◆ **Written exercise**
Every line below is to be quoted exactly, with nothing added or dropped.

◆ **Recorded data**

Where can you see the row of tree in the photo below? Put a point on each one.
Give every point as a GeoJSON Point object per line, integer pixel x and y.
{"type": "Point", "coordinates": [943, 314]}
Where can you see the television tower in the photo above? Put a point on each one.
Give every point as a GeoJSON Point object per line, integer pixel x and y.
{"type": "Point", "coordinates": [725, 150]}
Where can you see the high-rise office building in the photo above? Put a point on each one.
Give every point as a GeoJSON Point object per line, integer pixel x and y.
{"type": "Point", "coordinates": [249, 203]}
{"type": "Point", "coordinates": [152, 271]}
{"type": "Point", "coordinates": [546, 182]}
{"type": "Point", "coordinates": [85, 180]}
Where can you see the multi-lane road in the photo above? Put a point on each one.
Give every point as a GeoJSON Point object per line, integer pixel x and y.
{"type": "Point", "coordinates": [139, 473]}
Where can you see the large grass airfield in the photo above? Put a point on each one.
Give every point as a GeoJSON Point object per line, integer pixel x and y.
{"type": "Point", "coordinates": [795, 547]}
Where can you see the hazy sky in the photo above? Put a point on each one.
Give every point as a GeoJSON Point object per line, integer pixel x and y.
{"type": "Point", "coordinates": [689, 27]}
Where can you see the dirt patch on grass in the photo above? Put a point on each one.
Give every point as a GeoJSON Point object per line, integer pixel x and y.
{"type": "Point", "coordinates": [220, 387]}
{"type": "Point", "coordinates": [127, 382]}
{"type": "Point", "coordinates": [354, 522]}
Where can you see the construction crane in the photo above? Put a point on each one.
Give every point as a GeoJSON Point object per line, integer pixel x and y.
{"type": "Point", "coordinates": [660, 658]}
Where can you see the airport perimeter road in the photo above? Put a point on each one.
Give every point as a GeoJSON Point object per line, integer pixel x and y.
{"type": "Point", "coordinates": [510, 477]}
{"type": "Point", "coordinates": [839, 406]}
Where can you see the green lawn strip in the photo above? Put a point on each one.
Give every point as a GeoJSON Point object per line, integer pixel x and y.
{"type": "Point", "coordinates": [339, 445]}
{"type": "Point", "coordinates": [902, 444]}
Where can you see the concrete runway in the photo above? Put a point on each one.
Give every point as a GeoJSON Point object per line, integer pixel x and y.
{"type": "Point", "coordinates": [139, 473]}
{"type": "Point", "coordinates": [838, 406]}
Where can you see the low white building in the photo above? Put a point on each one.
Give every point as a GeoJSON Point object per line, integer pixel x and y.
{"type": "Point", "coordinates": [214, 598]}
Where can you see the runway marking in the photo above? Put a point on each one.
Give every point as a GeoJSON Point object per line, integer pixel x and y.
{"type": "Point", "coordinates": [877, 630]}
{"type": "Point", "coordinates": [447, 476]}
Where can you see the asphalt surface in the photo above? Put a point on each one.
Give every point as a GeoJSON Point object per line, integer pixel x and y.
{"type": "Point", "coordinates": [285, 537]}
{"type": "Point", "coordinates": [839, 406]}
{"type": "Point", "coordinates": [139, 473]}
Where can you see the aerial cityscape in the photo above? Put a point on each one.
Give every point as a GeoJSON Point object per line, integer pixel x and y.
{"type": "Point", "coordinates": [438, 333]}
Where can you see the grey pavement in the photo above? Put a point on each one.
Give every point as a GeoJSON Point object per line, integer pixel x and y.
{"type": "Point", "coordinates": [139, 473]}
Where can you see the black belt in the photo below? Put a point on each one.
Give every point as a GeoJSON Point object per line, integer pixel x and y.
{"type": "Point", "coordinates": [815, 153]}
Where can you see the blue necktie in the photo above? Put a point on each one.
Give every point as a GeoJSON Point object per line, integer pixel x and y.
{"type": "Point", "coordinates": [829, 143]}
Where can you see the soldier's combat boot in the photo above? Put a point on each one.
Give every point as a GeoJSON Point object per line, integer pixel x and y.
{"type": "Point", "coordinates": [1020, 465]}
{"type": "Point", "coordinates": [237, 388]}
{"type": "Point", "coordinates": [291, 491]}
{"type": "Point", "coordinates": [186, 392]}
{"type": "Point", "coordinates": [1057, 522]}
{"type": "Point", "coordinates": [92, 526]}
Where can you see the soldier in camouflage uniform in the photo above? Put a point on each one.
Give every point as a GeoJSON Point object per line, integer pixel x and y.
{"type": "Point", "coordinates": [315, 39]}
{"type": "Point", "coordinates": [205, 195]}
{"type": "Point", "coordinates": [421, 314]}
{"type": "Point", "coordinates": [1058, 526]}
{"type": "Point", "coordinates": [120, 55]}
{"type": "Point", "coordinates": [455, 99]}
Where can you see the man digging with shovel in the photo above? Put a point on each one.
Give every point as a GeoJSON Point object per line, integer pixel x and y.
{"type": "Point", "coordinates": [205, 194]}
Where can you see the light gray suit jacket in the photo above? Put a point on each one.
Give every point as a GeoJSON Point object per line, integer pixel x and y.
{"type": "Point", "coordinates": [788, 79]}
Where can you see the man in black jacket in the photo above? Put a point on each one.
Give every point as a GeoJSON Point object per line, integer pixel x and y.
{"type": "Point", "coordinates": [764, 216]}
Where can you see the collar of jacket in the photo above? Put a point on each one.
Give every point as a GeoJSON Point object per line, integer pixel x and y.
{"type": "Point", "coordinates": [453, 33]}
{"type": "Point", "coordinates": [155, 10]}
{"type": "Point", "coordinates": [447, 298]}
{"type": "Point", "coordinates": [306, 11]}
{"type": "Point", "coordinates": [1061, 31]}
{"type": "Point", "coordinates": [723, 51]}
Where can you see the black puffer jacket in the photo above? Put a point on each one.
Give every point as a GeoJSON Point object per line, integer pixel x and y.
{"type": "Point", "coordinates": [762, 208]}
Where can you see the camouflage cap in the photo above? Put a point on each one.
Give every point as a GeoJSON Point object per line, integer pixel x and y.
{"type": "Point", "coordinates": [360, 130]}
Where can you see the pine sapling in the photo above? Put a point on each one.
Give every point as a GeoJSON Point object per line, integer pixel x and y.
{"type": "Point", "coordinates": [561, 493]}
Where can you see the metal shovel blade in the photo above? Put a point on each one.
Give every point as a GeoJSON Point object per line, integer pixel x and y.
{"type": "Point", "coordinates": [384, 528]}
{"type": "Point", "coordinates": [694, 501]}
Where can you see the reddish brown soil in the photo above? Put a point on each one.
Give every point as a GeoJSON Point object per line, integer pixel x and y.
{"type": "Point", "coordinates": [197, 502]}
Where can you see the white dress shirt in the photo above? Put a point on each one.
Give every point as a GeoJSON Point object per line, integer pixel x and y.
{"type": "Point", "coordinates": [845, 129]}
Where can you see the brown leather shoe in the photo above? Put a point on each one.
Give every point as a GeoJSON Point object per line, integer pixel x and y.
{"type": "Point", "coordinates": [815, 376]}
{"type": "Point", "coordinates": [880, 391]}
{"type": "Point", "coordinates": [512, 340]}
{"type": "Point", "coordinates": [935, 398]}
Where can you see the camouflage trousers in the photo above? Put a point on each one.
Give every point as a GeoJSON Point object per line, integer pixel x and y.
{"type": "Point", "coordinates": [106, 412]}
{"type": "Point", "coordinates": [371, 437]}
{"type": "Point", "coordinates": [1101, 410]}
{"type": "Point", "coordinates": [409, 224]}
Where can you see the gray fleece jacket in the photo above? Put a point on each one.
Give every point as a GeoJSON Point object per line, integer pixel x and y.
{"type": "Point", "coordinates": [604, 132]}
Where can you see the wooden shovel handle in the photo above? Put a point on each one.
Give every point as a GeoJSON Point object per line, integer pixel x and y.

◆ **Answer for this exercise**
Where can you see the row of tree in the photo below? Put a point on each one.
Give every point as a GeoJSON Point object per line, integer pixel x and y.
{"type": "Point", "coordinates": [943, 314]}
Where can you see the television tower in the photo above? Put a point on each one.
Give every point as a GeoJSON Point object per line, integer pixel x and y.
{"type": "Point", "coordinates": [725, 150]}
Where can you see the high-rise office building in the photo above? Put a point on each one.
Give every point as a GeoJSON Point object per line, integer pixel x and y.
{"type": "Point", "coordinates": [249, 203]}
{"type": "Point", "coordinates": [152, 271]}
{"type": "Point", "coordinates": [546, 182]}
{"type": "Point", "coordinates": [85, 180]}
Where can you see the multi-lane road in the photo above? Put a point on each one.
Give every point as a GeoJSON Point object per line, integer pixel x and y.
{"type": "Point", "coordinates": [139, 473]}
Where can you see the large grass airfield in the photo above? Put a point on each one.
Give every point as a GeoJSON Point object per line, integer pixel x and y.
{"type": "Point", "coordinates": [795, 547]}
Where can you see the hazy sky in the photo above? Put a point on each one.
Give every point as a GeoJSON Point object per line, integer pixel x and y.
{"type": "Point", "coordinates": [689, 27]}
Where can you see the dirt patch on grass in the photo above? Put a point on each one.
Give every point as a GeoJSON Point object per line, integer pixel x and y.
{"type": "Point", "coordinates": [220, 387]}
{"type": "Point", "coordinates": [127, 382]}
{"type": "Point", "coordinates": [354, 522]}
Where can you see the construction crane in the photo above? Put a point on each one.
Give every point as a GeoJSON Point object per line, integer pixel x and y.
{"type": "Point", "coordinates": [660, 658]}
Where can you see the airport perimeter road in the photo above? Put a point on each one.
Give every point as a GeoJSON Point object per line, integer pixel x and y.
{"type": "Point", "coordinates": [510, 477]}
{"type": "Point", "coordinates": [839, 406]}
Where can you see the green lawn strip in the photo above? Put a point on each one.
Give every point as a GeoJSON Point object per line, integer pixel x and y.
{"type": "Point", "coordinates": [339, 445]}
{"type": "Point", "coordinates": [902, 444]}
Where can you see the concrete runway in the photo above? Put a point on each one.
Give every point as a GeoJSON Point object per line, integer pixel x and y.
{"type": "Point", "coordinates": [139, 473]}
{"type": "Point", "coordinates": [838, 406]}
Where can you see the low white building in the photo above? Put a point on each one.
Give every point as a GeoJSON Point object per line, integer pixel x and y.
{"type": "Point", "coordinates": [214, 598]}
Where can you see the runway marking in the photo above? Put a point on each one.
Give every point as a GeoJSON Point object per line, integer pixel x and y.
{"type": "Point", "coordinates": [877, 630]}
{"type": "Point", "coordinates": [447, 476]}
Where can you see the asphalt surface in the photo above? Put a point on each one.
Give every point as a GeoJSON Point object per line, integer pixel x and y.
{"type": "Point", "coordinates": [285, 537]}
{"type": "Point", "coordinates": [839, 406]}
{"type": "Point", "coordinates": [139, 473]}
Where can you see the aerial cityscape in the photo above? Put a point on each one.
Give every point as a GeoJSON Point object per line, integer pixel x and y.
{"type": "Point", "coordinates": [438, 333]}
Where can you see the grey pavement in the photo above? Put a point on each one.
Give every point as a GeoJSON Point object per line, integer pixel x and y.
{"type": "Point", "coordinates": [139, 473]}
Where can you see the black belt in the photo below? Put a point on each one.
Give every point as a GeoJSON Point object per line, integer pixel x and y.
{"type": "Point", "coordinates": [815, 153]}
Where can you see the blue necktie in the photo above? Put a point on each one.
Give every point as a GeoJSON Point object per line, integer pixel x and y.
{"type": "Point", "coordinates": [829, 143]}
Where can you see the soldier's combat boot in the photo above? Put a point on each one.
Give every point as a GeoJSON Point object per line, integer pixel x and y.
{"type": "Point", "coordinates": [1020, 465]}
{"type": "Point", "coordinates": [237, 388]}
{"type": "Point", "coordinates": [291, 491]}
{"type": "Point", "coordinates": [186, 392]}
{"type": "Point", "coordinates": [1057, 522]}
{"type": "Point", "coordinates": [92, 526]}
Where can you see the soldier in camouflage uniform in the photo above? Put a point on each one.
Give every point as a GeoJSON Point object per line, integer pixel x and y.
{"type": "Point", "coordinates": [315, 39]}
{"type": "Point", "coordinates": [205, 195]}
{"type": "Point", "coordinates": [421, 314]}
{"type": "Point", "coordinates": [1058, 526]}
{"type": "Point", "coordinates": [120, 55]}
{"type": "Point", "coordinates": [455, 99]}
Where can you see the man digging with shovel in the photo above? Put a point on each one.
Give every point as a GeoJSON Point object per line, integer pixel x and y.
{"type": "Point", "coordinates": [205, 194]}
Where can you see the light gray suit jacket in the photo above? Put a point on each one.
Give every point as a GeoJSON Point object per line, integer pixel x and y.
{"type": "Point", "coordinates": [788, 79]}
Where can you see the man in black jacket in the photo above? Put a point on each one.
Give every point as a GeoJSON Point object per line, integer pixel x and y.
{"type": "Point", "coordinates": [764, 216]}
Where can you see the collar of jacket in the photo above? Put a point on each one.
Give every point as a GeoJSON Point object per line, integer pixel x and y.
{"type": "Point", "coordinates": [453, 33]}
{"type": "Point", "coordinates": [155, 10]}
{"type": "Point", "coordinates": [447, 298]}
{"type": "Point", "coordinates": [306, 11]}
{"type": "Point", "coordinates": [1061, 31]}
{"type": "Point", "coordinates": [723, 51]}
Where can you see the black puffer jacket in the photo above? Put a point on each one.
Give every point as a GeoJSON Point object per line, integer pixel x and y.
{"type": "Point", "coordinates": [762, 208]}
Where can you see the camouflage cap in the photo above? Put a point on each one.
Give every point as a GeoJSON Point object per line, integer pixel x and y.
{"type": "Point", "coordinates": [360, 130]}
Where can you see the pine sapling in the photo above? Put a point on each one.
Give every point as a GeoJSON Point object per line, integer pixel x and y.
{"type": "Point", "coordinates": [561, 493]}
Where can you see the metal shovel blade in the photo above? Put a point on each one.
Give every point as a GeoJSON Point object per line, integer pixel x and y.
{"type": "Point", "coordinates": [384, 528]}
{"type": "Point", "coordinates": [694, 501]}
Where can you see the reddish brown soil in the photo above? Put a point on each one.
Give every point as a GeoJSON Point object per line, integer pixel x and y.
{"type": "Point", "coordinates": [197, 502]}
Where can you see the white dress shirt in the photo above? Put a point on each one.
Give every point as a GeoJSON Point object per line, integer pixel x and y.
{"type": "Point", "coordinates": [845, 129]}
Where can you see the brown leather shoe in the photo above? Put a point on each one.
Give every point as a GeoJSON Point object per line, integer pixel x and y.
{"type": "Point", "coordinates": [815, 376]}
{"type": "Point", "coordinates": [880, 391]}
{"type": "Point", "coordinates": [512, 340]}
{"type": "Point", "coordinates": [935, 398]}
Where can you see the camouflage trousers in the photo above? Put a point on each one.
Give every point as a GeoJSON Point object per line, integer pixel x and y.
{"type": "Point", "coordinates": [106, 412]}
{"type": "Point", "coordinates": [371, 437]}
{"type": "Point", "coordinates": [1101, 410]}
{"type": "Point", "coordinates": [409, 224]}
Where can you see the gray fleece jacket in the photo above? Put a point on each one.
Give every point as a GeoJSON Point object per line, integer pixel x and y.
{"type": "Point", "coordinates": [604, 132]}
Where can you see the wooden shovel handle in the photo above? Put a point on each one.
Give every point as a GeoJSON Point object per line, integer pixel x and y.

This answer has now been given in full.